◆ **WORK TO COMPLETE**
Please copy the data in full, starting at its first line and ending at the line containing "380 119 408 158", and give only those lines. Multiply each bounding-box coordinate in the answers by 0.8 and round to whole numbers, with halves rounded up; leave every other number, including the sample box, unchanged.
# WORKING DATA start
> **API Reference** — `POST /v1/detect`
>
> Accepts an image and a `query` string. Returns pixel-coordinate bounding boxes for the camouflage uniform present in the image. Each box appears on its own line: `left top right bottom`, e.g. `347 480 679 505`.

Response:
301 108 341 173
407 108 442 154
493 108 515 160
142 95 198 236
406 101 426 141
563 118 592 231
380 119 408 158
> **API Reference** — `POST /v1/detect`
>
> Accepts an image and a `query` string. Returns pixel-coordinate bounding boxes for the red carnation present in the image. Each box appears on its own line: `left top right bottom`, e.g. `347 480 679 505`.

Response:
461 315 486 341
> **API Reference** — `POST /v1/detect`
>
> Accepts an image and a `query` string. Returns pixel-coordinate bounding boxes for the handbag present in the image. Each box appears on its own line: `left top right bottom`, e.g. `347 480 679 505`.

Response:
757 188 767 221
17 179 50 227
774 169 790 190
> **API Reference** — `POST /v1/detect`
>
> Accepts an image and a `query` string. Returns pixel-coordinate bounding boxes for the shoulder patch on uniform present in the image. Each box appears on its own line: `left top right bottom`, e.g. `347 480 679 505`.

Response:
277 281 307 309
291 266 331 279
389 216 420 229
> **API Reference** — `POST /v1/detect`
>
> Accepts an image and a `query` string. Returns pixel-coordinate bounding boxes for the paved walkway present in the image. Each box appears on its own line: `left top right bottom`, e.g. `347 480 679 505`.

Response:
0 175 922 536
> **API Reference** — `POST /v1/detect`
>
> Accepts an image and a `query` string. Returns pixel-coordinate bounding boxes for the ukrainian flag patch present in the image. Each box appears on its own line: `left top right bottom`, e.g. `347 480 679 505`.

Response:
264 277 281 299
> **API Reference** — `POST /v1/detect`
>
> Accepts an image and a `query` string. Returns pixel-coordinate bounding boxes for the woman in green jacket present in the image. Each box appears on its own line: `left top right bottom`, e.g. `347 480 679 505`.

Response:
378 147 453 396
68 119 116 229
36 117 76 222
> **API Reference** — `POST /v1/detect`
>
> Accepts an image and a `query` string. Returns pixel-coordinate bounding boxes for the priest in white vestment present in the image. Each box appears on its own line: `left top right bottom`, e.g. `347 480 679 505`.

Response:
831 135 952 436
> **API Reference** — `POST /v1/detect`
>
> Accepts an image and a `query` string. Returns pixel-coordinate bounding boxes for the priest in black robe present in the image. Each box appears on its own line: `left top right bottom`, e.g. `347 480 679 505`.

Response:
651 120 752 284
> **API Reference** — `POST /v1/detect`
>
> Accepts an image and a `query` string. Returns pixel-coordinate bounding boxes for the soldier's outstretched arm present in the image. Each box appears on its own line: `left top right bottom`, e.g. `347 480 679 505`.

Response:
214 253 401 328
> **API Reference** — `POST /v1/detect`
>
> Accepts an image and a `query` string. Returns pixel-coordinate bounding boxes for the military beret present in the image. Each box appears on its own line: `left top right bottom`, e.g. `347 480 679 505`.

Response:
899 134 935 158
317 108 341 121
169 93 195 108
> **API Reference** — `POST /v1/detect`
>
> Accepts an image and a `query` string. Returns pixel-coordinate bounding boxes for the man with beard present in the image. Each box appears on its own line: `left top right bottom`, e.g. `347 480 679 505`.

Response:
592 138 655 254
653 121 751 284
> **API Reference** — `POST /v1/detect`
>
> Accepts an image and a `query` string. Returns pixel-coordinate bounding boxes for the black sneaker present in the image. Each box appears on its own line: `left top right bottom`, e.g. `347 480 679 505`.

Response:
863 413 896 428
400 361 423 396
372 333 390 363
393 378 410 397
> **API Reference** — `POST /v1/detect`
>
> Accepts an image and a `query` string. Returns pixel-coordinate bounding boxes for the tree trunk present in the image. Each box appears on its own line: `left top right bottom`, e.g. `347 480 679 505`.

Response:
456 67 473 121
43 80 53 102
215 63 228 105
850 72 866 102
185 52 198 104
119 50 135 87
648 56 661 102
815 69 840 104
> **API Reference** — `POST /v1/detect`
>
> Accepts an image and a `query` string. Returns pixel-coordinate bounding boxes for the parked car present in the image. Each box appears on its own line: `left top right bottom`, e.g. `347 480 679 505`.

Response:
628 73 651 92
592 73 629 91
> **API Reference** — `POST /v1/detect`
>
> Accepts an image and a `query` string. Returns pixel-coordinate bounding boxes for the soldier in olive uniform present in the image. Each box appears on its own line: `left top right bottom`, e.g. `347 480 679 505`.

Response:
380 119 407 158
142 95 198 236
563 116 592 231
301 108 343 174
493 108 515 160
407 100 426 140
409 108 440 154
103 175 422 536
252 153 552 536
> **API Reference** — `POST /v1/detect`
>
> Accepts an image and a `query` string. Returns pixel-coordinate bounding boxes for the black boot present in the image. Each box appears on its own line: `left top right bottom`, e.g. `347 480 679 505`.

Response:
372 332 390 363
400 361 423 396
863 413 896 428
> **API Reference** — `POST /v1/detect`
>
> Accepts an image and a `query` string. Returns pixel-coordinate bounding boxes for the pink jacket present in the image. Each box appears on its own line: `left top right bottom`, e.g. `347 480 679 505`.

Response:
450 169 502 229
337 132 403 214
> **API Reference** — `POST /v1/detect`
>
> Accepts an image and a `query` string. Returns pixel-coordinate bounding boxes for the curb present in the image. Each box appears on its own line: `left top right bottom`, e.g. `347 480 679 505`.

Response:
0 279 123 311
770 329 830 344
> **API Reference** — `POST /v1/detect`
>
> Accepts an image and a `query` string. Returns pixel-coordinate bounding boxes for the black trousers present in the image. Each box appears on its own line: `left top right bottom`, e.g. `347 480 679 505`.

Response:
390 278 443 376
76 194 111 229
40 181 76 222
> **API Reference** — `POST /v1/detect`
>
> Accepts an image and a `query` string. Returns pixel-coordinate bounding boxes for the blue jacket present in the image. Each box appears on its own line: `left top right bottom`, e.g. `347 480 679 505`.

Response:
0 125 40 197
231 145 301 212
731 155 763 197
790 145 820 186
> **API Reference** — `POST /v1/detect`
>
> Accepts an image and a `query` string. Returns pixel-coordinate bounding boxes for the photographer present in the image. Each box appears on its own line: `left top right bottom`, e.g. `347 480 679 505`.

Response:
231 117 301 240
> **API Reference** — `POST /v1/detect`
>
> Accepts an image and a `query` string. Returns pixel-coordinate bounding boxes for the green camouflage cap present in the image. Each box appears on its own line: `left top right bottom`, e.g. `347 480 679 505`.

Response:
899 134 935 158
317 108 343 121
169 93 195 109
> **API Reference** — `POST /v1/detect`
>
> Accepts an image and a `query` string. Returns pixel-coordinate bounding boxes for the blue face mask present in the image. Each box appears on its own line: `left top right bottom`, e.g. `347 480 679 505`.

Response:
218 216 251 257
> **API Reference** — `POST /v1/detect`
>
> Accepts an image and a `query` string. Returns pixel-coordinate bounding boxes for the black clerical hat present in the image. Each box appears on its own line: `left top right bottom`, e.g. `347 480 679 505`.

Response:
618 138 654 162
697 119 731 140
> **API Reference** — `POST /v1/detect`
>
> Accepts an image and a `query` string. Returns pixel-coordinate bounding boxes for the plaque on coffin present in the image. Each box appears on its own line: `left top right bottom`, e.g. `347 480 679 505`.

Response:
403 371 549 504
# WORKING DATA end
◆ **RESULT FOR THIS TASK**
> **API Reference** — `POST /v1/detect`
>
> Accepts an image and a `query` string. Returns pixel-coordinate bounding boxes for the camouflage uniform present in the image. Each box appears on its own line: `left top right bottom`, e.g. `347 480 679 505`.

Response:
241 86 273 138
326 86 354 123
394 86 412 128
114 76 158 189
325 81 341 113
450 94 474 185
304 95 326 126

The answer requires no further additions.